"""
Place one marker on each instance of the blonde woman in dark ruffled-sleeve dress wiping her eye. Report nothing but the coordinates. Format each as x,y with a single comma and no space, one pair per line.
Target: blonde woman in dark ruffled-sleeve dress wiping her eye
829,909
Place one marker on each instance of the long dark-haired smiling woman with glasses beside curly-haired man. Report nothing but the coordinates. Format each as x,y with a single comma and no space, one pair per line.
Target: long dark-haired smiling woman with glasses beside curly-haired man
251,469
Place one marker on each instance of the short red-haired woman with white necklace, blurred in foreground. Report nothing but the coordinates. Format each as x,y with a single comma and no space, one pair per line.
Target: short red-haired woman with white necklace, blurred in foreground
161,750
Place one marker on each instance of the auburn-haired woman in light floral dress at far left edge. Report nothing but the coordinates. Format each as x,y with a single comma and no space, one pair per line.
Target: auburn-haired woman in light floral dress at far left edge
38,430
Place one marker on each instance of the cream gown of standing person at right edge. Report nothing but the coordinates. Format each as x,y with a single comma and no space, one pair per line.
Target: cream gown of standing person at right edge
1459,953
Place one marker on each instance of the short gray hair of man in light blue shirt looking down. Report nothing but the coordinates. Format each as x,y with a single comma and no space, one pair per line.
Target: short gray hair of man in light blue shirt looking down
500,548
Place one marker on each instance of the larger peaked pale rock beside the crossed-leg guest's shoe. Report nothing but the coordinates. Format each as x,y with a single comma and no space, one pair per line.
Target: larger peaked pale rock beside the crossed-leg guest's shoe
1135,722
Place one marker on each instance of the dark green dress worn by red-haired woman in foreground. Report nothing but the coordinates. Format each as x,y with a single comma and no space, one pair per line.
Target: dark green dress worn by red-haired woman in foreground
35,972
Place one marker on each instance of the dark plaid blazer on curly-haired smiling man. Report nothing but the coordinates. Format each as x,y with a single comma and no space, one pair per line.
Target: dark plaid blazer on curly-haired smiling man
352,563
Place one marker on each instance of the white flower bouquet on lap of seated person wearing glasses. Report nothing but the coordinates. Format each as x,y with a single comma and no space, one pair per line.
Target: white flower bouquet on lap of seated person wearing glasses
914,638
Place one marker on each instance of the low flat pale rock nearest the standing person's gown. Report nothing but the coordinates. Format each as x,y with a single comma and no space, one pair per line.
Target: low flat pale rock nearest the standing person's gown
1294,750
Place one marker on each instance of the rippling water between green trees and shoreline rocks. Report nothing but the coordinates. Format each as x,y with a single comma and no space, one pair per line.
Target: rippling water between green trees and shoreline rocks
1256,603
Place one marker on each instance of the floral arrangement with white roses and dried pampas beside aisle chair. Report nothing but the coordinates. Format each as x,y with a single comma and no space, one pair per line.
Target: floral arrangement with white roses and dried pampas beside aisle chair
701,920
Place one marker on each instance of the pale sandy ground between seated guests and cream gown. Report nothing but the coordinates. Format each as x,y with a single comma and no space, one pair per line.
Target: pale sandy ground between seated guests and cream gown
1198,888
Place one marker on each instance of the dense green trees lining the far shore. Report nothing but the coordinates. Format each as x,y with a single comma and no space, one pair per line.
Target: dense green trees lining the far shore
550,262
"""
◆ Problem requirements: A word-for-word copy of the lines above from the one with "Place one marker on each instance of the short red-haired" through the one with "Place one marker on each instance of the dark plaid", inclusive, is the only output wanted.

◆ Solution to this task:
Place one marker on each instance of the short red-haired woman with white necklace, blurred in foreground. Report nothing but the coordinates. Format each as x,y with a single comma and no space, one pair per line.
Target: short red-haired woman with white necklace, blurred in foreground
161,750
Place one marker on each instance of the auburn-haired woman in light floral dress at far left edge. Report nothing but the coordinates. Format each as x,y with a single comma and no space, one pair per line.
Target: auburn-haired woman in light floral dress at far left edge
38,430
Place one marker on each instance of the cream gown of standing person at right edge. Report nothing but the coordinates. Format each as x,y with a single comma and no space, one pair per line.
Target: cream gown of standing person at right edge
1459,953
Place one marker on each instance of the short gray hair of man in light blue shirt looking down. Report nothing but the coordinates. Format each as x,y with a single comma and no space, one pair per line.
Target: short gray hair of man in light blue shirt looking down
500,548
Place one marker on each instance of the larger peaked pale rock beside the crossed-leg guest's shoe. Report nothing but the coordinates. Format each as x,y with a single comma and no space, one pair per line.
Target: larger peaked pale rock beside the crossed-leg guest's shoe
1135,722
Place one marker on each instance of the dark green dress worn by red-haired woman in foreground. Report nothing but the coordinates. Format each as x,y with a single comma and no space, one pair per line.
Target: dark green dress worn by red-haired woman in foreground
35,972
Place one marker on each instance of the dark plaid blazer on curly-haired smiling man. Report nothing but the coordinates. Format each as x,y with a single comma and no space, one pair per line.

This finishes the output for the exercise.